■ Given exercise
Reproduce each of the following lines word for word, keeping them all.
START Extracted records
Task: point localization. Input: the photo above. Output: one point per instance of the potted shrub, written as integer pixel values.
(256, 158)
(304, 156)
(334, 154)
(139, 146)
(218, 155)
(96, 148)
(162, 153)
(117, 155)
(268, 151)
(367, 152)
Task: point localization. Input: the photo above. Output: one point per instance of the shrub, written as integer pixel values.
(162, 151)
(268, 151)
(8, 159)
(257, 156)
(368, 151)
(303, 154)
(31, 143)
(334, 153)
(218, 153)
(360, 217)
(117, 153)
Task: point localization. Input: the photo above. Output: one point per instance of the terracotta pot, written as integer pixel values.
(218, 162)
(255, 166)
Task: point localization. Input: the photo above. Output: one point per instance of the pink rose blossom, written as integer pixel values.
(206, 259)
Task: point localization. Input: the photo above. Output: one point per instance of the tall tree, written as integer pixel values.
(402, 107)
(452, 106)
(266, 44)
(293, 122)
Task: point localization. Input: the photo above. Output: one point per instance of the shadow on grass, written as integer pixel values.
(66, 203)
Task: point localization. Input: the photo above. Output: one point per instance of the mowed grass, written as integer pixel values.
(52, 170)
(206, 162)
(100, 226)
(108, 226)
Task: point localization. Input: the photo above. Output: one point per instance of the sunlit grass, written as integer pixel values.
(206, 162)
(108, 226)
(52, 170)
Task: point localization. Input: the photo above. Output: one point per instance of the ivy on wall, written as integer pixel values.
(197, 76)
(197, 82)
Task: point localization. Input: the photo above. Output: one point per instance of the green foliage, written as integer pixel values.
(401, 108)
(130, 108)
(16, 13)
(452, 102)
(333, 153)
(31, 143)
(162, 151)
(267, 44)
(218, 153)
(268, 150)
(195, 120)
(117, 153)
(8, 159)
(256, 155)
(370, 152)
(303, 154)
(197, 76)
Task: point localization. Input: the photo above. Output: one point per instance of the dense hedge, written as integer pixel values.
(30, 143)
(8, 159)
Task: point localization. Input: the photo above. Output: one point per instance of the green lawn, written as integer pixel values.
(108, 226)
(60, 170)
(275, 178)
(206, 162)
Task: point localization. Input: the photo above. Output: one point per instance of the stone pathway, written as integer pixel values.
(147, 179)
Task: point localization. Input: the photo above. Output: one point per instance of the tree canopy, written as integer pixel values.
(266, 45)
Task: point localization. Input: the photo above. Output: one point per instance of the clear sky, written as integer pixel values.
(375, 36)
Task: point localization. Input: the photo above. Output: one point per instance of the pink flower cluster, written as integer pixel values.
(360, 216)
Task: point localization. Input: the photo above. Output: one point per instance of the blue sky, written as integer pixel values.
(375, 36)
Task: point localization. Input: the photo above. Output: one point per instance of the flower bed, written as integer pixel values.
END Extracted records
■ Worked answer
Task: point localization. Input: the photo above. Output: one point per instance of the potted shrub, written as integer pixel values.
(256, 158)
(304, 156)
(334, 154)
(139, 146)
(218, 155)
(96, 148)
(162, 153)
(117, 155)
(268, 151)
(367, 152)
Task: point localization. Input: the photo above. Output: one point per instance of the shrub, written as integer pixel values.
(162, 151)
(268, 151)
(8, 159)
(257, 156)
(368, 151)
(303, 154)
(31, 143)
(334, 153)
(218, 153)
(360, 217)
(117, 153)
Task: point localization. Input: the photo above. Output: one point per instance of the terracotta pot, written as integer pixel values.
(218, 162)
(255, 166)
Task: point localization. Input: the photo above. Output: one point per instance of the pink rose blossom, written as integer pixel values.
(206, 259)
Task: point localization. Input: the photo above. Output: one point per instance of the tall tree, written as integer pixel values.
(402, 107)
(452, 106)
(266, 44)
(293, 122)
Task: point localization. Input: the photo above. Output: one point per instance of the shadow on grass, written as integer pixel values.
(66, 203)
Task: point localization. Input: the photo above. Output: one point per instance of the mowed grass, written as integer pixel values.
(52, 170)
(206, 162)
(100, 226)
(108, 226)
Task: point localization. Input: the photo above. Output: one point per instance of the sunlit grass, written as integer pixel values.
(206, 162)
(108, 226)
(52, 170)
Task: point localization. Input: the photo above. Output: one point per instance of the ivy on wall, written as integer pixel values.
(197, 76)
(197, 82)
Task: point localization. Input: the photo above. Output: one point per instance of the green foliage, written as integer pixel values.
(401, 108)
(130, 108)
(16, 13)
(452, 102)
(333, 153)
(31, 143)
(162, 151)
(267, 44)
(218, 153)
(268, 150)
(195, 120)
(117, 153)
(8, 159)
(256, 155)
(370, 152)
(303, 154)
(197, 76)
Task: point localization. Input: the photo above. Output: one point per instance of the dense hedge, written as integer pixel values.
(30, 143)
(8, 159)
Task: point localization. Input: the photo above. Output: one point per instance of the green lawn, written as integer pixel values.
(108, 226)
(60, 170)
(275, 178)
(206, 162)
Task: point localization. Input: the photo above. Output: one point per instance of the stone pathway, written as integer pixel values.
(147, 179)
Task: point localization. Input: the photo above. Output: one point per instance of the tree canopy, written as integer pixel values.
(266, 45)
Task: point localization. Input: the photo above. Output: one point per instance of the clear sky, written as integer pixel values.
(375, 36)
Task: point localization. Input: the photo above. Output: one point per instance of the pink flower cluster, written as integer pixel values.
(360, 216)
Task: point localization. Input: the photo above. Output: one point per instance of the blue sky, written as integer pixel values.
(375, 36)
Task: point localization. Input: the photo above. Output: one point per instance of the flower bed, written as integer pixel values.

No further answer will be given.